• **RECORDS FOR PROCESSING**:
= = =

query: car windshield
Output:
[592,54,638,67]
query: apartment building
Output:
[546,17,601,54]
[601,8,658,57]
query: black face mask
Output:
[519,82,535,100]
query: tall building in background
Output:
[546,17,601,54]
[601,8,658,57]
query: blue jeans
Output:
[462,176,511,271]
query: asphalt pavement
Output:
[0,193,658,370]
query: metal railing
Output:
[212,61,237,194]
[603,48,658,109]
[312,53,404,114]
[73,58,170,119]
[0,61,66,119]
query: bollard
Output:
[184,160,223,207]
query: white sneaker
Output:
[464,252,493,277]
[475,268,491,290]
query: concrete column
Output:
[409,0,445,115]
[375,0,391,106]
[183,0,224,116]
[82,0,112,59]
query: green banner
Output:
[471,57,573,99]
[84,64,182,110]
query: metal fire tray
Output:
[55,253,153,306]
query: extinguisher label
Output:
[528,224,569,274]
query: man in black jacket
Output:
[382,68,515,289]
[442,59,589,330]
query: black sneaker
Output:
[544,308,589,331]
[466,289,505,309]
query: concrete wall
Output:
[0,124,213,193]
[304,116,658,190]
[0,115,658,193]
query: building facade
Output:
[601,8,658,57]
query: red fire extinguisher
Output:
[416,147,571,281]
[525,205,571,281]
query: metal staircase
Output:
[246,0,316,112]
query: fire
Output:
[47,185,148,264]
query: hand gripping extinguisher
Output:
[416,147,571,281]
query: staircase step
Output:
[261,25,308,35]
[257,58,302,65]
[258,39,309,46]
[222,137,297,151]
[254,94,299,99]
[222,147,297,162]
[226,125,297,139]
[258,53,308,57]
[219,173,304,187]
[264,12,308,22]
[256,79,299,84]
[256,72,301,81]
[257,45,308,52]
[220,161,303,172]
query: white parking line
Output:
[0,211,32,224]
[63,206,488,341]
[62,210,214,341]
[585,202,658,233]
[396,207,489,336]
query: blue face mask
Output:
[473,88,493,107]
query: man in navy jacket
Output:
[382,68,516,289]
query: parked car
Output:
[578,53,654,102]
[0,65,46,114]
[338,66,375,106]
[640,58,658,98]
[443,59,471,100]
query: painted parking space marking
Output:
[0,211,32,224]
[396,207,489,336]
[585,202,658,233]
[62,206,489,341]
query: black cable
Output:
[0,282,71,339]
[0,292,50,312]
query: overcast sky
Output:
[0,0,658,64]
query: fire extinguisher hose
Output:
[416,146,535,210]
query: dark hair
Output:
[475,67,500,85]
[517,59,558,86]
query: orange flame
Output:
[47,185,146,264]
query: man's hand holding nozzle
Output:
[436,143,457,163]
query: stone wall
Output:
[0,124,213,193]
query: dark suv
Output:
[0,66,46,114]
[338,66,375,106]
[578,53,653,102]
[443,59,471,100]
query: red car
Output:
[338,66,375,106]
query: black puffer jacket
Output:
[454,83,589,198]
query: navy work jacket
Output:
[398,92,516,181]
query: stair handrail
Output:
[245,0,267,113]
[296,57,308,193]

= = =

How many lines of the records above contain the word "metal"? Reply with the number alone.

3